The modem driver here:
http://h10025.www1.hp.com/ewfrf/wc/...n&cc=us&dlc=en&product=1817059&os=228&lang=en
install and reboot.
Lan Driver:
http://h10025.www1.hp.com/ewfrf/wc/...n&cc=us&dlc=en&product=1817059&os=228&lang=en
Install and reboot
Post another screen shot of the device manager when done


----------



## cyn (Feb 4, 2008)

*Re: chipset driver compaq presario*

I am so excited! I installed all of the above drivers and thankfully, the last one for my LAN worked and I can now connect to the internet. Thank you so much!! I am slowly updating all my drivers direct from the internet now. Thanks so much for your help - I really appreciate it.


----------



## BCCOMP (Jul 9, 2007)

→ GIVEN PROBLEM A
In the forum thread, which driver finally let cyn connect to the internet?
The forum thread and the entries come from separate, unrelated sources.

→ PROVIDED RECORDS
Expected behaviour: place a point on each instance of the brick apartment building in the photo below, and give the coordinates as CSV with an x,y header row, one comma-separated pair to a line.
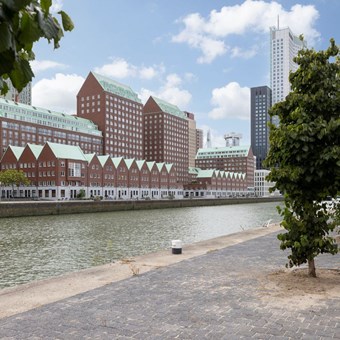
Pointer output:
x,y
238,159
166,135
21,124
199,139
117,111
59,171
191,138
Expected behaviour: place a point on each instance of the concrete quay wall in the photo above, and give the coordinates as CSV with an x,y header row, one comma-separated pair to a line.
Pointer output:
x,y
41,208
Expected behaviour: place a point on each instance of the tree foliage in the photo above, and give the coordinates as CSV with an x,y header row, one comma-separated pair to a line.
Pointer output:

→ GIVEN PROBLEM B
Arrange every line of the entries, meaning the point-placement instructions and their outputs, as a numbered list with blank lines left out. Leave the pictures out of your answer.

→ WORKED SOLUTION A
The LAN driver.

→ WORKED SOLUTION B
1. Expected behaviour: place a point on each instance of the brick apartment building in the photo below, and give the coordinates as CSV with an x,y header row, one comma-separated pair to a line.
2. Pointer output:
3. x,y
4. 238,159
5. 166,135
6. 21,124
7. 199,139
8. 117,111
9. 59,171
10. 191,138
11. Expected behaviour: place a point on each instance of the concrete quay wall in the photo above, and give the coordinates as CSV with an x,y header row, one comma-separated pair to a line.
12. Pointer output:
13. x,y
14. 41,208
15. Expected behaviour: place a point on each instance of the tree foliage in the photo above, and give the coordinates as CSV with an x,y header row, one comma-separated pair to a line.
16. Pointer output:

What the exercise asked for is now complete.